*** Records to use ***

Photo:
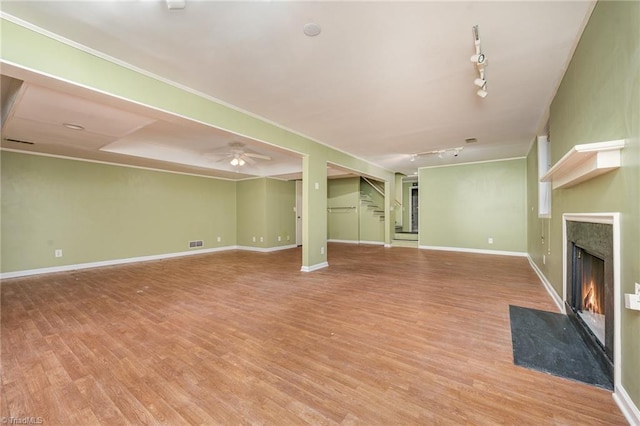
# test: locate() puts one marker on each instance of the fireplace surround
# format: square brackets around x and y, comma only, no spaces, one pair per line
[591,261]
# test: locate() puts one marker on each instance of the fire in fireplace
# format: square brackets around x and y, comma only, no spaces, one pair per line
[589,301]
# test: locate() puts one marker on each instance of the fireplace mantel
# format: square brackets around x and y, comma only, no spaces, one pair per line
[584,162]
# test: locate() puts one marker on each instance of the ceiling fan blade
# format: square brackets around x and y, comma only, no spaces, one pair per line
[256,155]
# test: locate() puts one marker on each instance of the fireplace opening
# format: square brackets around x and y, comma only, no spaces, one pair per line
[589,292]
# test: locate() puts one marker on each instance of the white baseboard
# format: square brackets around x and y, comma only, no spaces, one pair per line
[626,405]
[65,268]
[73,267]
[377,243]
[314,267]
[266,249]
[479,251]
[373,243]
[547,285]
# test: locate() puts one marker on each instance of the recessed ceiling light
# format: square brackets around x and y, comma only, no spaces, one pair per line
[311,29]
[73,126]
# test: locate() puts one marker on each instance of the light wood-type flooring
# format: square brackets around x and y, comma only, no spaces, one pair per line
[383,336]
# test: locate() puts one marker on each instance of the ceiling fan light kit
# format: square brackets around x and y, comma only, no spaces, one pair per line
[480,62]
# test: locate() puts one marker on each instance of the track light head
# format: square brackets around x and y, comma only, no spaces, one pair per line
[478,59]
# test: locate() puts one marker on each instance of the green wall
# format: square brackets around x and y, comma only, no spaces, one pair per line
[265,212]
[406,206]
[31,53]
[599,100]
[98,212]
[343,221]
[281,216]
[463,206]
[252,216]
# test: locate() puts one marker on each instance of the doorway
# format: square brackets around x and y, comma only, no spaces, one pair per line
[298,213]
[414,209]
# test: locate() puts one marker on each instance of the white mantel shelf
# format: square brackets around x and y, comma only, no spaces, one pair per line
[584,162]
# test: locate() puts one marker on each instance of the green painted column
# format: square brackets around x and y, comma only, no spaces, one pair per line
[314,218]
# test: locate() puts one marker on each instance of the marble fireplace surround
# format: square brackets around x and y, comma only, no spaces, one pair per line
[614,220]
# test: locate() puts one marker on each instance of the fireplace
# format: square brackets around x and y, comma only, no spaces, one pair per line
[590,288]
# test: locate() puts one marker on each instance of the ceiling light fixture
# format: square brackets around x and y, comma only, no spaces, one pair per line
[176,4]
[480,62]
[311,29]
[73,126]
[237,161]
[439,152]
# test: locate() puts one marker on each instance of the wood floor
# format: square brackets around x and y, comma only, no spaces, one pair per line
[381,337]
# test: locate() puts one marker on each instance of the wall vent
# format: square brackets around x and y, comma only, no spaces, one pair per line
[196,243]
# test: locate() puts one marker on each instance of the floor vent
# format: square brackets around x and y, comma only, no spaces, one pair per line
[19,141]
[196,244]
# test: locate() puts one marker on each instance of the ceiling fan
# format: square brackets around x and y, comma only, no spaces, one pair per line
[238,155]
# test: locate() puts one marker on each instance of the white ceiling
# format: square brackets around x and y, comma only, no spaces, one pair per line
[382,81]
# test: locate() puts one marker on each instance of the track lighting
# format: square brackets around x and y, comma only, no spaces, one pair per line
[478,59]
[480,62]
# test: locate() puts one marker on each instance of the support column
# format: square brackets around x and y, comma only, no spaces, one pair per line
[314,218]
[389,211]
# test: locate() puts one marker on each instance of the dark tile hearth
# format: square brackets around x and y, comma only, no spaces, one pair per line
[549,342]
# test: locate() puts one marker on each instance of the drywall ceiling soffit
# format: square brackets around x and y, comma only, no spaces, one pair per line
[383,80]
[111,133]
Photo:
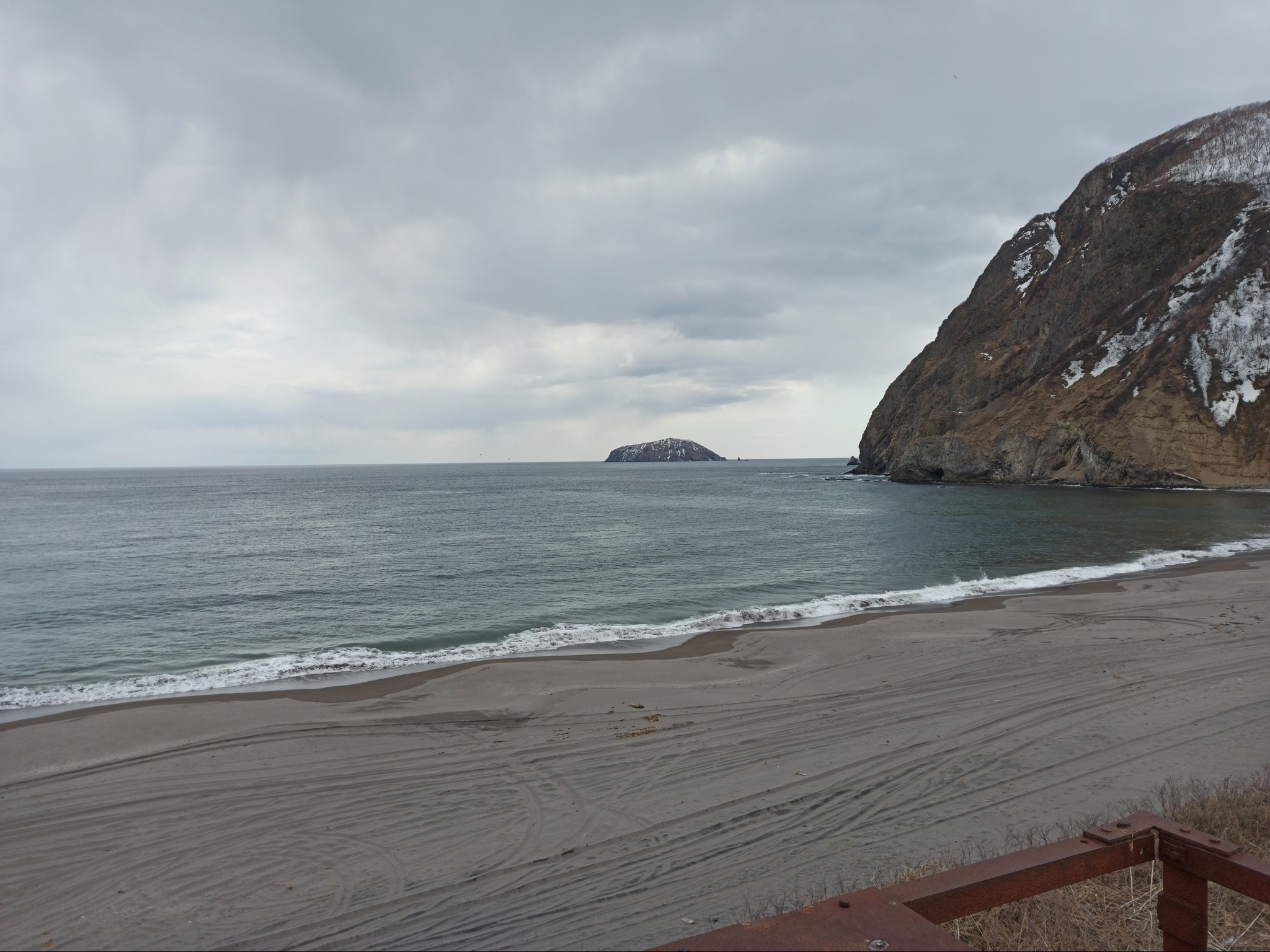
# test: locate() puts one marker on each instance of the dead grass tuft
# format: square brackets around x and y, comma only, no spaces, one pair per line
[1114,912]
[1118,910]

***

What the task requires: Exactly as written, give the entries above again, with no images.

Exercise answer:
Photo:
# test: locate() puts one marker on each instance of the fireplace surround
# format: square brackets around x and y, comma only, no spaces, one pair per line
[591,261]
# test: locate() puts one marker on each instance of the fire in fireplace
# format: square brackets around x and y, comma only, no spaces, one pair per line
[589,301]
# test: locate() puts one marker on each instance of the fireplace mantel
# format: square brackets around x and y, comma only, no spaces, one pair per line
[584,162]
# test: locate() puts one marker on each instance of the ceiling fan blade
# format: square brackets around x and y, comma only, no spaces, one pair per line
[256,155]
# test: locate() puts one marker on each instance of the fireplace opening
# format: square brackets around x and y, comma only, no spaces, one pair per line
[589,292]
# test: locate() puts one marker on each instance of the white baseboard
# format: square brackets around x and y, comma only, no spaces, one pair per line
[626,405]
[65,268]
[73,267]
[377,243]
[314,267]
[266,249]
[479,251]
[373,243]
[547,285]
# test: locate() puts one marker on each instance of the recessed ceiling light
# format: square brackets around x and y, comma only, no spaces, one pair per line
[311,29]
[73,126]
# test: locate() puts one marker on each instance of the light wood-type flooring
# format: square brackets around x and y, comma only, no spaces, one pair per line
[383,336]
# test: locate() puts one marker on each instance of the ceiling fan light kit
# format: square brackets around x and y, comma only, no spaces, one pair per line
[480,62]
# test: locate() puts one marker on each instance of the track light head
# format: square brackets around x and y, comma only, no spaces, one pair per line
[478,59]
# test: locate() puts one marker on each instance of the green wall
# format: square brackets around x and y, comma only, no spaces, one pair per line
[265,212]
[406,206]
[31,53]
[599,100]
[98,212]
[343,221]
[281,216]
[463,206]
[252,216]
# test: locate() puts one marker on each instance of the doorway
# format: square brackets around x and y, comma only, no spaces, one pair per line
[298,213]
[414,209]
# test: locate() puts one marker on each instance of the white mantel shelf
# format: square brackets around x and y, comma only, no spaces, one pair per line
[584,162]
# test: locate() puts one marker on each instance of the green painted column
# format: square brackets around x and y, comma only, no spaces, one pair per line
[314,218]
# test: locate() puts one marker on each instance of the marble fireplace surround
# format: square brackets around x and y, comma only, no spaces, one pair per line
[614,220]
# test: locate() puts one marker on each instance of the fireplace
# format: square brackets around x and y, comma only, no spaces, one pair per line
[590,288]
# test: locate() puts one marker on each instance of the ceiling light fixture
# format: square brackets around x and y, comma only, no spaces, one pair per line
[176,4]
[480,62]
[311,29]
[73,126]
[237,161]
[439,152]
# test: locate() puts one marker on each instance of the wood floor
# format: square brackets around x and y, comma only, no spaces, one pair per line
[381,337]
# test: locate() puts one marker on each instance of the wall vent
# format: square brackets around x and y, comma only, no spaces, one pair per line
[196,243]
# test: locate() puts one marker on each instance of the floor vent
# format: square brackets around x and y, comma only, no spaces, one pair per line
[19,141]
[196,244]
# test: locate() puts one marker on each instance of the ceiling fan
# format: square brackets around x and y, comma only, no spaces, one pair per line
[238,155]
# test: locate() puts one marker on each instance of the white ceiling
# format: square brackets around x and y, comma only, no spaces, one pair per line
[382,81]
# test: locate() puts one marker on each instance of the track lighting
# format: square brackets around x and y, comma only, no spaces, one pair per line
[478,59]
[480,62]
# test: locate() puts one marker on each instance of the support column
# format: square brackets around x and y, comma only, no spaces, one pair per line
[314,218]
[389,211]
# test: locate() puts one marker on each instance of the dark tile hearth
# format: square brackets around x and y, comma only, no spaces, one pair per line
[549,342]
# test: locate() puts one marker on each instance of the drywall ceiling soffit
# format: square brackets around x and y, comma only, no spaces, one pair per line
[383,80]
[111,133]
Photo:
# test: locate() puts one marker on each instance of the dead grass tuft
# format: square brackets around x and y, comma only, no spaces, one pair per line
[1114,912]
[1118,910]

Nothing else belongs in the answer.